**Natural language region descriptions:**
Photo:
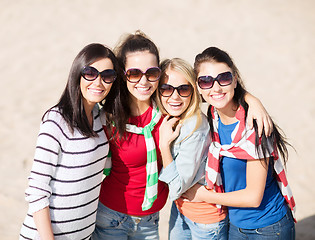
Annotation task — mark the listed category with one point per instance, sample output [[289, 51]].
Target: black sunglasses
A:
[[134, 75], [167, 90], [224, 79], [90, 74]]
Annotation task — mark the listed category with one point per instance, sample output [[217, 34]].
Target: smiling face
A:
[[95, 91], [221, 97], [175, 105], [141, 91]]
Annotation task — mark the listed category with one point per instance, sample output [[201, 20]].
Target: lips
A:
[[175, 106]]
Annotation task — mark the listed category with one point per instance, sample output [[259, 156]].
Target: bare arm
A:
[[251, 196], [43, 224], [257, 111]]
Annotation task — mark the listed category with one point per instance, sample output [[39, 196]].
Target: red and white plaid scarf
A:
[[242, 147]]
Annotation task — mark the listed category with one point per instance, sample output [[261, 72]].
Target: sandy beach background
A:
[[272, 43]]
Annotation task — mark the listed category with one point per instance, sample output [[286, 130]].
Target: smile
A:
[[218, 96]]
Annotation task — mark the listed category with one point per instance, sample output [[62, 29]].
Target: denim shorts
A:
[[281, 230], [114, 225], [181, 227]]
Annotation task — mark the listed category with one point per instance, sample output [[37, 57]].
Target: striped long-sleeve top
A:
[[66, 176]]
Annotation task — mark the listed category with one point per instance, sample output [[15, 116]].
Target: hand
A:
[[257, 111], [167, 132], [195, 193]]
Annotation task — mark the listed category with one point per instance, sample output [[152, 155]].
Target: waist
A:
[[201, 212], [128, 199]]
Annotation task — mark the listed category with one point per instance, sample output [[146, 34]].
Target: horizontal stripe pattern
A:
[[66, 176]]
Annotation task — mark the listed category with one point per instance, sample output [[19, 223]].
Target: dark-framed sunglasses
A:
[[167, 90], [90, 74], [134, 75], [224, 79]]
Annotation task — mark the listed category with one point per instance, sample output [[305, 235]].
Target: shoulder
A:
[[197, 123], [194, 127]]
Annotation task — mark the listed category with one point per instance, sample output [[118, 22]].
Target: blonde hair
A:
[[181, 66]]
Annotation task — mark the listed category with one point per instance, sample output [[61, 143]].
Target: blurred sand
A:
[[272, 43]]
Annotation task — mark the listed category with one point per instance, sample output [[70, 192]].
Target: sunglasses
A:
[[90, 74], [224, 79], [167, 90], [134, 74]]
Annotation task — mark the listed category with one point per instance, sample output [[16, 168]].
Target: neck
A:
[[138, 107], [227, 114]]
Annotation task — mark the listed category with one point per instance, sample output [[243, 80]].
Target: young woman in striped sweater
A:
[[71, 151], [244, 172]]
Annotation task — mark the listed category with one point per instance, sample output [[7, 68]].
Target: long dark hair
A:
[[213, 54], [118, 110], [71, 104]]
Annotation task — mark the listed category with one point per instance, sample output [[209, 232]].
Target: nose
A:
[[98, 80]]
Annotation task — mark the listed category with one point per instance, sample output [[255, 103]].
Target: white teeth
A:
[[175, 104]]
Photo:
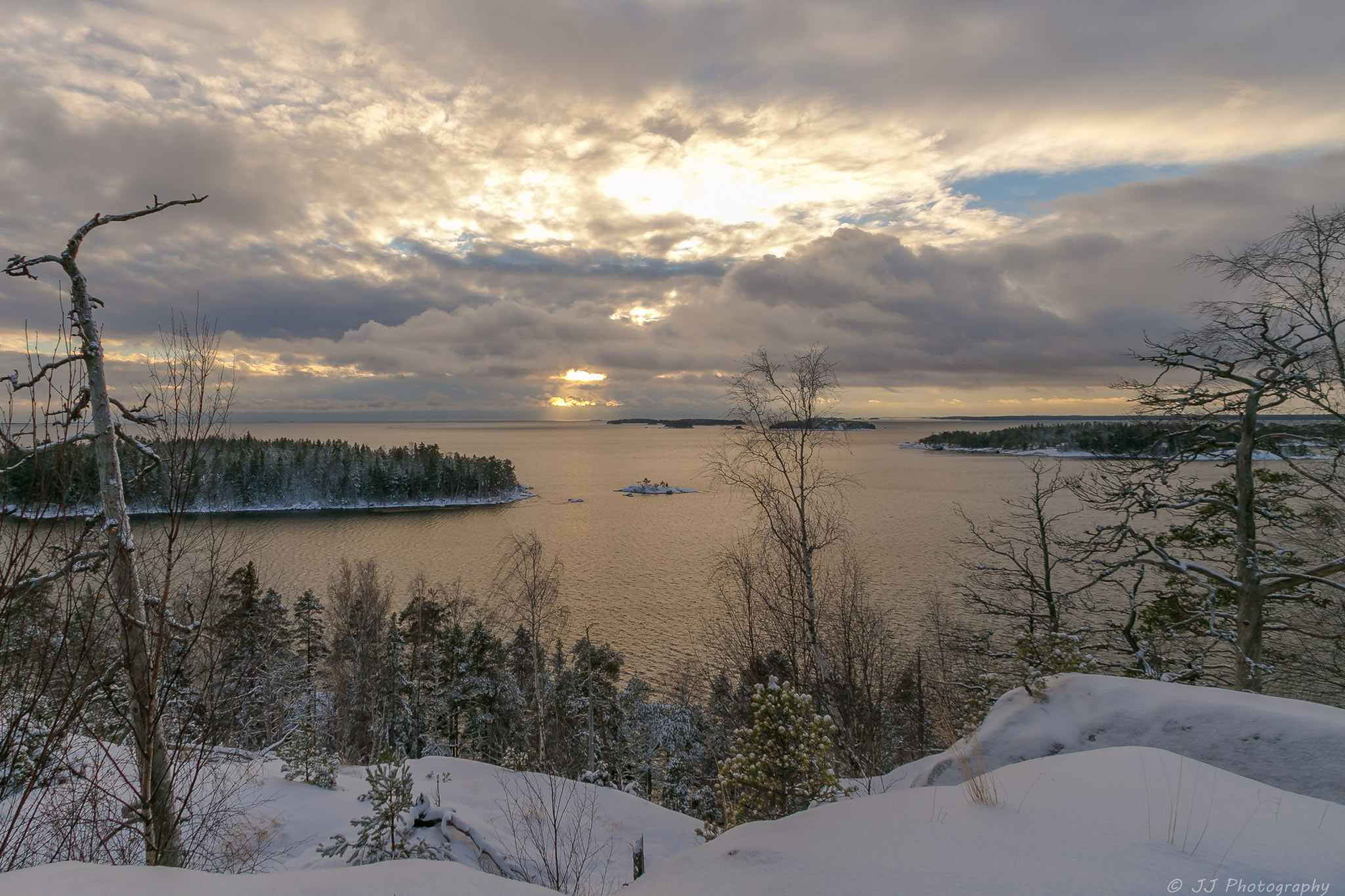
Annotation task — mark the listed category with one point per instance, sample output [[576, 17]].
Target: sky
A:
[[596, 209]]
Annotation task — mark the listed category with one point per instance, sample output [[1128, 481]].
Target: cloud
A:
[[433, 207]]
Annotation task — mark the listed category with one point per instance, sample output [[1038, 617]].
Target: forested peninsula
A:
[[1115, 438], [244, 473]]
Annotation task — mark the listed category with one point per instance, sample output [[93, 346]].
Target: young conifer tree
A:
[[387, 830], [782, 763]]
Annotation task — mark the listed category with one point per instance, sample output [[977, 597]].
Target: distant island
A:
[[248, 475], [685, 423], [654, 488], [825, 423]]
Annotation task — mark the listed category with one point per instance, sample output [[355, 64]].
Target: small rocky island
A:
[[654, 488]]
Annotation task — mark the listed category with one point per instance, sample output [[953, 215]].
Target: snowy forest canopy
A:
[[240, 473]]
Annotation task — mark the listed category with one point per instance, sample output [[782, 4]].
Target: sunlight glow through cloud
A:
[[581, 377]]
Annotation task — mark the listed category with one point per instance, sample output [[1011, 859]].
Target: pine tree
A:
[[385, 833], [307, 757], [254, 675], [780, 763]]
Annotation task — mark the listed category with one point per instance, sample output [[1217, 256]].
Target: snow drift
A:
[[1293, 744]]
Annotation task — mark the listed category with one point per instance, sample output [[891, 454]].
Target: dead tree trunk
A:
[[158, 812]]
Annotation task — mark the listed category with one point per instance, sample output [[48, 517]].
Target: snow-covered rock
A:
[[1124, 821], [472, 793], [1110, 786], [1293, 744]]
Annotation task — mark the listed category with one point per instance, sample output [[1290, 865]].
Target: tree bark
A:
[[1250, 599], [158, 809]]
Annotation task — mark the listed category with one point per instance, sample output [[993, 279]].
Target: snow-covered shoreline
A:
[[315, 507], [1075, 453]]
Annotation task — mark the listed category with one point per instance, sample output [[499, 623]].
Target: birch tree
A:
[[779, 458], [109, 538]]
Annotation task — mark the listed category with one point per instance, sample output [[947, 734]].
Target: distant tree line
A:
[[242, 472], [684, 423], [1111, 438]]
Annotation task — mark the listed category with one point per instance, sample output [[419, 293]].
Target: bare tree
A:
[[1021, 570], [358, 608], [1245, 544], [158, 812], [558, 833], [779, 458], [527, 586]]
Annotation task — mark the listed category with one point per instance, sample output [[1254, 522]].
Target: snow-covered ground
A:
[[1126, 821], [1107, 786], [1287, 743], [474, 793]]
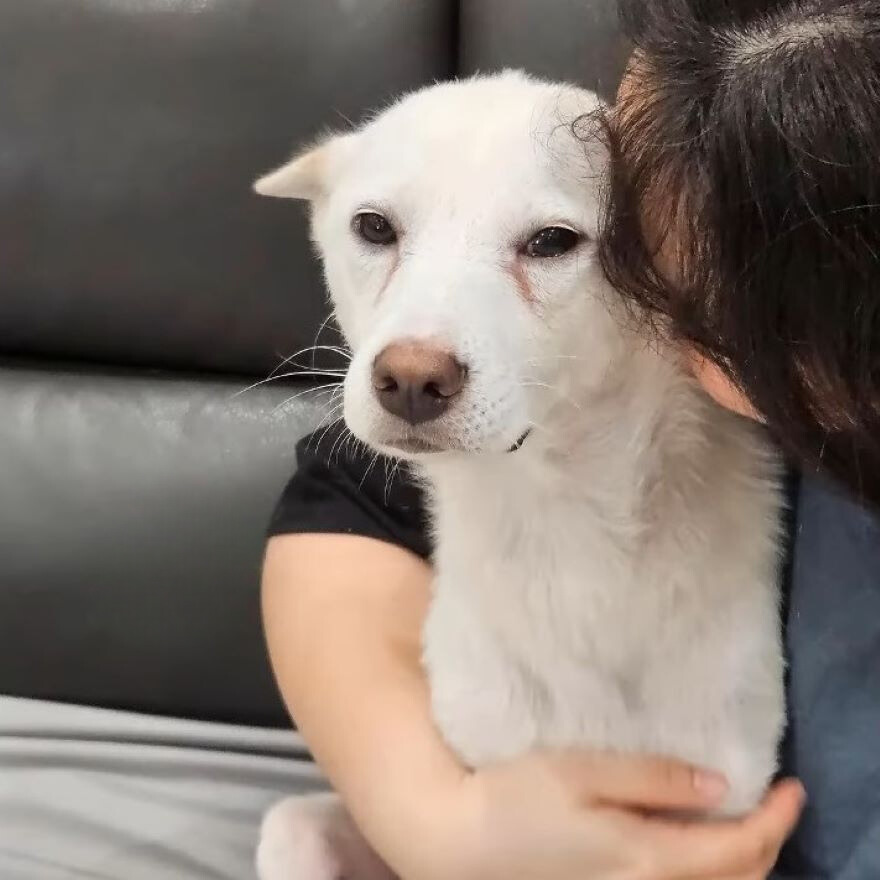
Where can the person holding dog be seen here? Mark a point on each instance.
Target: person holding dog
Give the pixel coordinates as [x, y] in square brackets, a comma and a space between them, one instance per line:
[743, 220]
---
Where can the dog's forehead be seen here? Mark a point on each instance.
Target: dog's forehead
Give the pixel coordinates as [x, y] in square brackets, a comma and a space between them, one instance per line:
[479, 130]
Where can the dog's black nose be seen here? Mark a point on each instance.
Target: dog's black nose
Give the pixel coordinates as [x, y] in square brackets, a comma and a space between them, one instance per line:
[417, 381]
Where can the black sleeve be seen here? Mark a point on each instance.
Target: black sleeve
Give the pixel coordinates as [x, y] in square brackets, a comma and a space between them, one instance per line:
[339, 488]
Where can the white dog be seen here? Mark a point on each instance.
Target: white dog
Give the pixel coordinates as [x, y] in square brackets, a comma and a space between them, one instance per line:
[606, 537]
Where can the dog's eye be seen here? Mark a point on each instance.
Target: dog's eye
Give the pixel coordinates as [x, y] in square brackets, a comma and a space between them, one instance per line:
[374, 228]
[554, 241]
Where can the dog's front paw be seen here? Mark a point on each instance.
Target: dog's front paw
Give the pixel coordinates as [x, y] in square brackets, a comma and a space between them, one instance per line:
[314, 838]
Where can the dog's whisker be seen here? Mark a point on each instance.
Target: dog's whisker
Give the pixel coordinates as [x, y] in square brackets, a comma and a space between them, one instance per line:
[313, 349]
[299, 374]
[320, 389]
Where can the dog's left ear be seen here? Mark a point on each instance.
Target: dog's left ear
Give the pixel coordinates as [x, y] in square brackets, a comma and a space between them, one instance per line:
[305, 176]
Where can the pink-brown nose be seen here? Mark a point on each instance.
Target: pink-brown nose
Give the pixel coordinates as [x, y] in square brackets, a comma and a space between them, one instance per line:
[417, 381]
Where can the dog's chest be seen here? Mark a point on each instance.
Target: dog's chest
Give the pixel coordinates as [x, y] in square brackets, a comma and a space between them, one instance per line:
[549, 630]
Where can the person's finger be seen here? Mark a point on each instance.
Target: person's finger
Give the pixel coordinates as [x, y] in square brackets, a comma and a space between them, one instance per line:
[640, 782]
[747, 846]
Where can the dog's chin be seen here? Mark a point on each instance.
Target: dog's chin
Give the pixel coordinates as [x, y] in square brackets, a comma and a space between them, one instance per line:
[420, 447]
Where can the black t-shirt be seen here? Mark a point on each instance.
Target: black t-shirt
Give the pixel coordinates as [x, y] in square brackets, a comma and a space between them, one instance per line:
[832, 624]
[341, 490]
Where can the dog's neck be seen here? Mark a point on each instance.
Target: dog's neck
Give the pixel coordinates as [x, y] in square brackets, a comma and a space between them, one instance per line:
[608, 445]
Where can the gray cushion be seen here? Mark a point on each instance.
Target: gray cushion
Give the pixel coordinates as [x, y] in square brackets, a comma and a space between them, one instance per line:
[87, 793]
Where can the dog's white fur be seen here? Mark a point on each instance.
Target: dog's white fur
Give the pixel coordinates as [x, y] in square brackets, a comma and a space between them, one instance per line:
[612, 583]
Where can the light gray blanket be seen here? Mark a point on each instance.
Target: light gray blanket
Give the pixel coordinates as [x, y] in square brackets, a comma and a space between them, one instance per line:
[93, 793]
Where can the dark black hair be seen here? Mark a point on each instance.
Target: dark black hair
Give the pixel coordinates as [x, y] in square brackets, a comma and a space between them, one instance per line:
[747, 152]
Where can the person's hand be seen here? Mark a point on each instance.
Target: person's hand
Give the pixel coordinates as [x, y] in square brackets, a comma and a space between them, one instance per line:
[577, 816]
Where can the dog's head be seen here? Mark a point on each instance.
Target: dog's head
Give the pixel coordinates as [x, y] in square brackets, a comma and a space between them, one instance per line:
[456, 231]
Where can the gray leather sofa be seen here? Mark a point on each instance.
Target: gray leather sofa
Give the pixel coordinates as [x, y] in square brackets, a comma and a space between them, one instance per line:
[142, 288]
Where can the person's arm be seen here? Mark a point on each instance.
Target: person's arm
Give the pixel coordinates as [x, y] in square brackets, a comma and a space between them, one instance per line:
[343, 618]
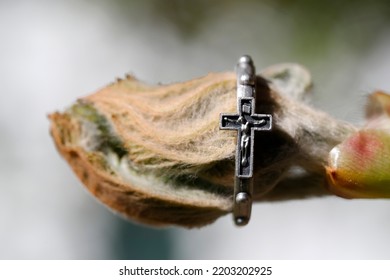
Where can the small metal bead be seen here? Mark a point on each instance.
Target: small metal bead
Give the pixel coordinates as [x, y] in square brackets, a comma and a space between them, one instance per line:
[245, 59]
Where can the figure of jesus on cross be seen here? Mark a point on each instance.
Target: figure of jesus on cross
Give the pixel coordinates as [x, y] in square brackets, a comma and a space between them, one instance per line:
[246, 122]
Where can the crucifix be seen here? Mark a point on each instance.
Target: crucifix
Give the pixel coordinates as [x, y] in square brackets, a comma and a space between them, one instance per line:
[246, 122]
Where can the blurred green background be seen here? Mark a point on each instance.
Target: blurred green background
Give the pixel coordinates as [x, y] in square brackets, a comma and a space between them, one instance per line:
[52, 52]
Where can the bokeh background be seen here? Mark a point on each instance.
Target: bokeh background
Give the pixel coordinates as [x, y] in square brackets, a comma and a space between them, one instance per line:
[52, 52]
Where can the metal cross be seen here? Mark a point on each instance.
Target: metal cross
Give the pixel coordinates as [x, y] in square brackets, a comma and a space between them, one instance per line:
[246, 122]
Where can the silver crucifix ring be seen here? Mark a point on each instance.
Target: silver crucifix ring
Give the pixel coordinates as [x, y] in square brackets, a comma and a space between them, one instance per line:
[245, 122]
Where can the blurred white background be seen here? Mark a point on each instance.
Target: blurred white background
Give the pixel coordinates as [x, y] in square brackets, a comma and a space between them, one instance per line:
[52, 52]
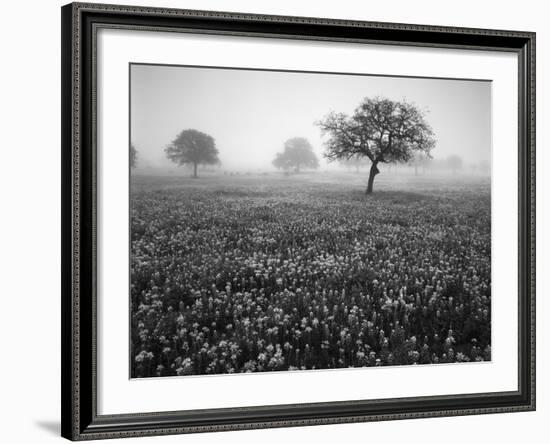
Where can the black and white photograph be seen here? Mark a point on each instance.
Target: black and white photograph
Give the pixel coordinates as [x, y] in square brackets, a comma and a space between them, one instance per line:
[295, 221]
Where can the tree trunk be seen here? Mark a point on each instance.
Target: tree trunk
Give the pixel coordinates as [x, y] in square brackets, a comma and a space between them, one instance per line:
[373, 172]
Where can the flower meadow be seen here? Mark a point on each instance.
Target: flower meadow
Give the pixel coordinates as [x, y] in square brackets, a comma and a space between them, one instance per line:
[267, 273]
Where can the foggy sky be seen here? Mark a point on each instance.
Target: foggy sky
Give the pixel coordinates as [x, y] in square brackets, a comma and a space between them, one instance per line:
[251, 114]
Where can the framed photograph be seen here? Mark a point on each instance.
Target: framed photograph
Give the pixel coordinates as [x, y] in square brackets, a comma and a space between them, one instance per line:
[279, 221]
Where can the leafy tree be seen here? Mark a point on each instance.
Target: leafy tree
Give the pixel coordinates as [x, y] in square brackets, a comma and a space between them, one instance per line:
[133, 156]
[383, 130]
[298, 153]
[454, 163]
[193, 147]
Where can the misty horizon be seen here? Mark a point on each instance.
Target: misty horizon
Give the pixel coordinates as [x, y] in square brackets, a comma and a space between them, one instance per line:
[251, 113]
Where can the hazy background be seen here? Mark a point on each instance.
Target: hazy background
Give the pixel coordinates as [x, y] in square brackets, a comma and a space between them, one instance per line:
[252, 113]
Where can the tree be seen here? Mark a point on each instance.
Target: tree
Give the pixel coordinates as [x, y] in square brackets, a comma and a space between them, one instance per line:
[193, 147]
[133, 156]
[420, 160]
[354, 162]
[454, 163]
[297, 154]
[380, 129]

**Instructions to follow:** Among the entries above, how many lines hold the string "bead"? Respond with nothing but the number.

**Task output:** 2